Set problem
Reproduce the lines of the material exactly, excluding every image.

Given entries

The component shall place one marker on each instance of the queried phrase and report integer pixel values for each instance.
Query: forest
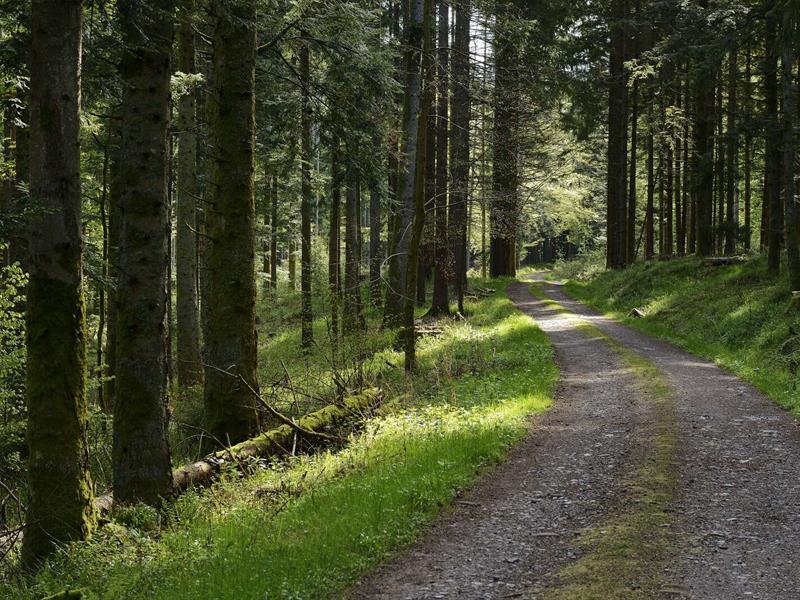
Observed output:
(399, 299)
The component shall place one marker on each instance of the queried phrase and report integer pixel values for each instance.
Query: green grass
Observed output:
(738, 316)
(311, 527)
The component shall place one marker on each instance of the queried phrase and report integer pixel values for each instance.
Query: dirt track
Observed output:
(729, 526)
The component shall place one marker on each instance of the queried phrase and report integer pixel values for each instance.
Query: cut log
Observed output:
(723, 261)
(270, 444)
(276, 442)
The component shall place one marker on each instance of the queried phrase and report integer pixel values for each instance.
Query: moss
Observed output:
(60, 507)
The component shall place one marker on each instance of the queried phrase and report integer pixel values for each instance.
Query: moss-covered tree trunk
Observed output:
(190, 367)
(732, 154)
(440, 304)
(353, 315)
(114, 228)
(772, 150)
(789, 107)
(231, 340)
(703, 156)
(459, 153)
(424, 15)
(503, 217)
(306, 312)
(375, 224)
(141, 458)
(60, 506)
(748, 149)
(334, 241)
(397, 289)
(616, 206)
(273, 235)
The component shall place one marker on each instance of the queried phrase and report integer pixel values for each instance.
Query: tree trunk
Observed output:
(190, 365)
(616, 226)
(141, 453)
(353, 317)
(273, 236)
(334, 241)
(630, 236)
(703, 155)
(503, 215)
(60, 507)
(459, 153)
(732, 188)
(440, 304)
(792, 220)
(772, 152)
(748, 150)
(422, 16)
(375, 248)
(231, 338)
(398, 289)
(678, 170)
(649, 244)
(306, 313)
(720, 174)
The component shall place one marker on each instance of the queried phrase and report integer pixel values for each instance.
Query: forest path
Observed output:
(654, 477)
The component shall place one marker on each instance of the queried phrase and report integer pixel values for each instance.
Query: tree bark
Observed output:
(703, 155)
(616, 226)
(273, 235)
(306, 313)
(792, 219)
(190, 364)
(60, 507)
(459, 153)
(375, 248)
(772, 175)
(231, 339)
(353, 317)
(503, 215)
(141, 453)
(398, 289)
(422, 14)
(334, 241)
(630, 236)
(732, 181)
(748, 150)
(440, 304)
(649, 244)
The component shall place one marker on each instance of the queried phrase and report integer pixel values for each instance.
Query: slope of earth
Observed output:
(737, 316)
(657, 475)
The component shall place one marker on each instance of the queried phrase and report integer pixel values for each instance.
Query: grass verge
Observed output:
(738, 316)
(311, 527)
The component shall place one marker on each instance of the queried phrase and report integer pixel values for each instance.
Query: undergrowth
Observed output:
(309, 527)
(738, 316)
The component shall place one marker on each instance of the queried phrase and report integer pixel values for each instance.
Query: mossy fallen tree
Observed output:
(314, 427)
(276, 442)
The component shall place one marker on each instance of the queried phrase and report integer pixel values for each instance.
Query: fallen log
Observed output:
(270, 444)
(275, 442)
(723, 261)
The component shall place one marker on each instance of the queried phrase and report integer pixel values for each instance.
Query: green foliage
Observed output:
(12, 377)
(739, 316)
(310, 527)
(583, 267)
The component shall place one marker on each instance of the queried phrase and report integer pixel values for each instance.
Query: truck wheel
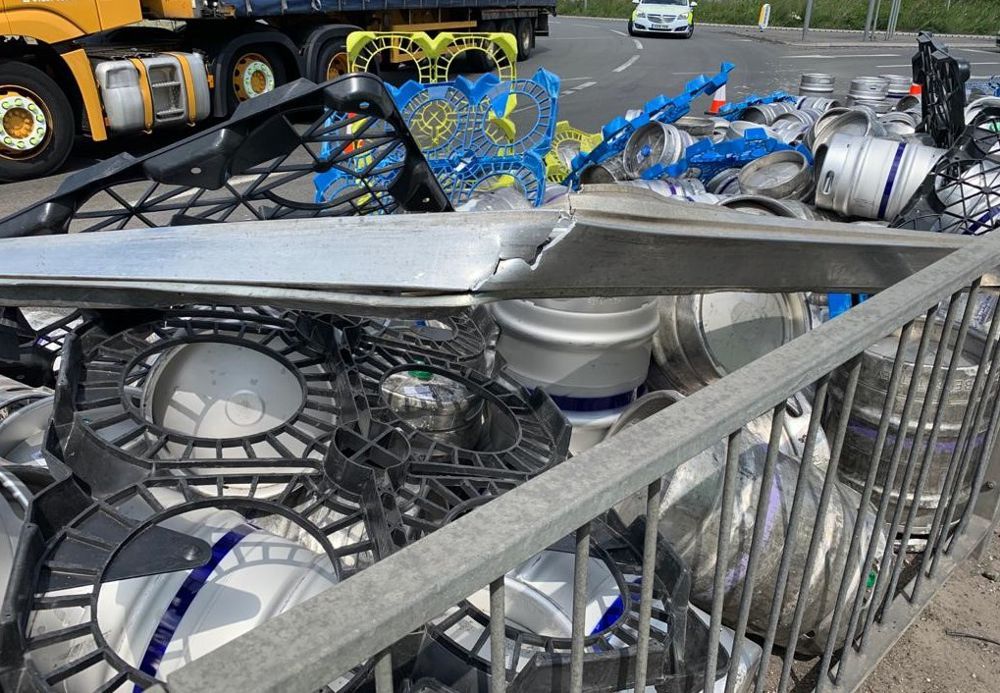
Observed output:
(525, 38)
(254, 70)
(332, 61)
(36, 123)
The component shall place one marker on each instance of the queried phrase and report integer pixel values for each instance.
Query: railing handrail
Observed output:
(324, 637)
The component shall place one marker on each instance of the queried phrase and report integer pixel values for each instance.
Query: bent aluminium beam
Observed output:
(595, 245)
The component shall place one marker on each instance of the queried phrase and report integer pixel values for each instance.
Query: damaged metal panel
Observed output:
(601, 244)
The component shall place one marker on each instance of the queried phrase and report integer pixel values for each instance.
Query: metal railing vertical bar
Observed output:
(756, 548)
(884, 579)
(959, 458)
(498, 637)
(477, 548)
(778, 600)
(725, 530)
(984, 462)
(981, 397)
(883, 509)
(829, 483)
(957, 355)
(648, 577)
(579, 607)
(900, 614)
(935, 386)
(383, 672)
(874, 465)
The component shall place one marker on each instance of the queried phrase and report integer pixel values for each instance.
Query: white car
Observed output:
(674, 17)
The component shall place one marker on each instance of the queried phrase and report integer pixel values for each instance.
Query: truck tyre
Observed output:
(525, 38)
(37, 125)
(332, 61)
(252, 71)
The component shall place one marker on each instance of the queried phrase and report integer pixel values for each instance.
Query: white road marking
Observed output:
(838, 57)
(627, 64)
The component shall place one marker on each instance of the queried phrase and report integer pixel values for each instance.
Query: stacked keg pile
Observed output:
(236, 435)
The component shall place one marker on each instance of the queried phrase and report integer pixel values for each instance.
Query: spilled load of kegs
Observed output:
(163, 470)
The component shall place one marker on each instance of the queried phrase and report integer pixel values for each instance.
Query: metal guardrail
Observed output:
(360, 619)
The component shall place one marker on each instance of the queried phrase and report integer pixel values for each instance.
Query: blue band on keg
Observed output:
(891, 180)
(610, 617)
(583, 404)
(182, 601)
(980, 223)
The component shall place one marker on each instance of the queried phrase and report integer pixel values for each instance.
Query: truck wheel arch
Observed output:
(43, 56)
(316, 41)
(224, 53)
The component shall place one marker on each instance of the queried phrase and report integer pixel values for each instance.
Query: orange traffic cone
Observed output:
(718, 100)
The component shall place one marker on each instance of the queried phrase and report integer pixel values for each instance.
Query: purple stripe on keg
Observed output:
(980, 223)
(890, 439)
(738, 572)
(583, 404)
(891, 180)
(182, 601)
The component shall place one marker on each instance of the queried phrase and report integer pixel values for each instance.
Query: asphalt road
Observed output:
(605, 72)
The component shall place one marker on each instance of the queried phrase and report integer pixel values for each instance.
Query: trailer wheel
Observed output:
(332, 61)
(36, 123)
(253, 71)
(525, 38)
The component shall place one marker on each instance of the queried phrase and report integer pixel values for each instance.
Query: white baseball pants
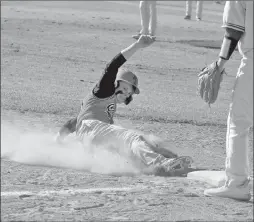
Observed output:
(148, 14)
(240, 119)
(199, 8)
(131, 143)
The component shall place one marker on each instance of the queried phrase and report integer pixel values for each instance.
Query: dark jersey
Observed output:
(101, 103)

Solved exercise
The component shall place one marker on each instance of the queried phrase and report integer pixel values for each instance.
Query: forest
Observed output:
(399, 299)
The component shall place one marker on each instance of the queried phrase and report integer pixel values for each instance.
Query: green grass
Observed output:
(738, 316)
(311, 527)
The component shall place one marker on each instance of the queried phrase and report integer pixel values for each instance.
Query: dirt track
Observed output:
(729, 526)
The component shall place one marker on each instance of the queried phrase and report integer pixel values for each instance.
Query: cut log
Observed output:
(723, 261)
(270, 444)
(276, 442)
The component shall place one marker on each instance of the queried phrase and report integer pixel values for each instance.
Query: moss
Observed output:
(60, 507)
The component shall place one marker on each instance of the queried phrase and report integer pixel values for each instance.
Query: moss-covered tree trunk
Observed output:
(190, 367)
(732, 154)
(440, 304)
(353, 315)
(114, 228)
(772, 150)
(789, 107)
(231, 340)
(703, 156)
(459, 153)
(424, 15)
(503, 217)
(306, 312)
(375, 224)
(141, 458)
(60, 506)
(748, 149)
(334, 241)
(397, 289)
(616, 206)
(273, 235)
The component shall place one marker on each instance of the queried phrase and report integer pixel values for each instance.
Query: tree trunk
Observed output:
(190, 365)
(616, 226)
(141, 453)
(353, 317)
(273, 236)
(334, 241)
(630, 236)
(703, 155)
(503, 215)
(60, 507)
(459, 153)
(732, 188)
(440, 304)
(792, 220)
(772, 152)
(748, 150)
(422, 16)
(375, 248)
(231, 338)
(398, 289)
(678, 170)
(649, 244)
(306, 313)
(720, 174)
The component shall place one marker on each instance of the queried phrase and report integer pixel values for each instance.
Query: forest path
Observed output:
(654, 477)
The component shall place one marker on each instance of the queried phrase and report integer pixel values for each instance.
Query: tree bark
Observed output:
(703, 155)
(616, 226)
(273, 235)
(306, 313)
(792, 219)
(190, 364)
(60, 507)
(459, 153)
(375, 248)
(772, 175)
(231, 339)
(353, 317)
(503, 215)
(141, 453)
(398, 289)
(422, 14)
(334, 241)
(630, 236)
(732, 181)
(748, 150)
(440, 304)
(649, 244)
The component shall place one marker on each instance of the queried phrase and report integer pixel values for each instance.
Query: slope of earth
Observed output:
(737, 316)
(657, 475)
The component shall place one marker on each instance of the queried phrase and report integer pixel values for each instance.
Query: grass verge
Observed output:
(738, 316)
(311, 527)
The component shall place one marker on each instance of the queried phrase and report integer pixel values for each instance.
Query: undergrowth
Observed output:
(309, 527)
(738, 316)
The component shall place one marker on each instance of the queried phrase and report integer pixel values for each instance.
Query: mossy fallen tree
Observed output:
(314, 427)
(276, 442)
The component shall place one marker on each instance of the queried phrase and report integer pixel values for each instance.
Query: fallen log
Observed output:
(270, 444)
(275, 442)
(723, 261)
The component shall place one marker on each instance of the queried phrase and report integer pixel values for each instance.
Query: green foliage
Observed output:
(12, 377)
(739, 316)
(310, 527)
(583, 267)
The component shall place one marker on each instance of the queried phrase and report integer pixel values for each instance.
Query: truck wheel
Observed output:
(525, 38)
(254, 70)
(332, 61)
(36, 123)
The component shall place one marker on each instance of the queried phrase and report integer pixel values for each instance.
Query: railing handrail
Observed output:
(324, 637)
The component shall place one marker on each instance of the queried phrase and report integer pixel values for each instance.
Query: bent aluminium beam
Observed output:
(595, 245)
The component shall place one marker on each instance of the queried phrase and report integer pixel values for each instance.
Query: damaged metal panel
Observed output:
(601, 244)
The component shall place one marker on each instance of the queried phrase and report integer pixel values for each instance.
Query: metal railing vertical bar
Observed output:
(756, 548)
(884, 579)
(959, 458)
(498, 637)
(477, 548)
(778, 600)
(725, 530)
(984, 462)
(981, 397)
(883, 509)
(829, 483)
(957, 355)
(648, 577)
(579, 607)
(900, 614)
(935, 386)
(383, 672)
(874, 465)
The component shall place one marker on each instance of the queried phrase and report integer pixel values for each instance.
Query: white car
Observed output:
(674, 17)
The component shall place one marker on each instance of the queried phrase and report integer pixel values for each instance.
Query: truck tyre
Observed output:
(525, 38)
(37, 125)
(332, 61)
(252, 71)
The component shall place one marker on each instance of the queried phrase and report integer pixel values for each instance.
Query: white road marking
Observed output:
(838, 57)
(627, 64)
The component shall place one marker on each instance of the queried phrase and report integer pixel values for each instance.
Query: stacked keg pile
Observed output:
(236, 435)
The component shall place one marker on each instance of the queried phrase and report integer pixel values for each instance.
Query: spilled load of kegs
Observed output:
(163, 470)
The component shall place one marker on each instance of the queried phrase and report integer pixel values for each instance.
Query: metal guardrail
Observed output:
(360, 619)
The component shall place one marker on each instance of the queried phrase and report integer pixel values for each instance.
Query: blue band on keg
Observed output:
(891, 180)
(610, 617)
(583, 404)
(182, 601)
(980, 223)
The component shall place one marker on each instance of the queried phrase and report integer pixel values for each instance.
Query: truck wheel arch
Observed output:
(43, 56)
(316, 41)
(224, 53)
The component shall place one marker on each instance of the queried phrase and report integer pixel values for each instance.
Query: orange traffic cone
Observed output:
(718, 100)
The component shall place one marker on each instance of the queried phrase and report integer pixel values for each instance.
Query: purple stripe on keg
Observed output:
(980, 223)
(890, 439)
(738, 572)
(583, 404)
(891, 180)
(182, 601)
The component shall place one marker on each instance of the queried phrase and report integer pixel values for each instance.
Query: asphalt road
Observed output:
(605, 72)
The component shall place one marker on each instance of the queried phrase and report integer pixel values for each instance.
Query: trailer wheel
Observed output:
(332, 61)
(36, 123)
(253, 71)
(525, 38)
The component shall place one marker on each instance of the queried phrase and report integer pixel values for each instance.
Query: white baseball pants
Observed output:
(148, 14)
(240, 119)
(199, 8)
(131, 143)
The component shall place one marker on each instance of the queried phrase and report integer pixel values for each instance.
Query: dark jersey
Observed output:
(101, 103)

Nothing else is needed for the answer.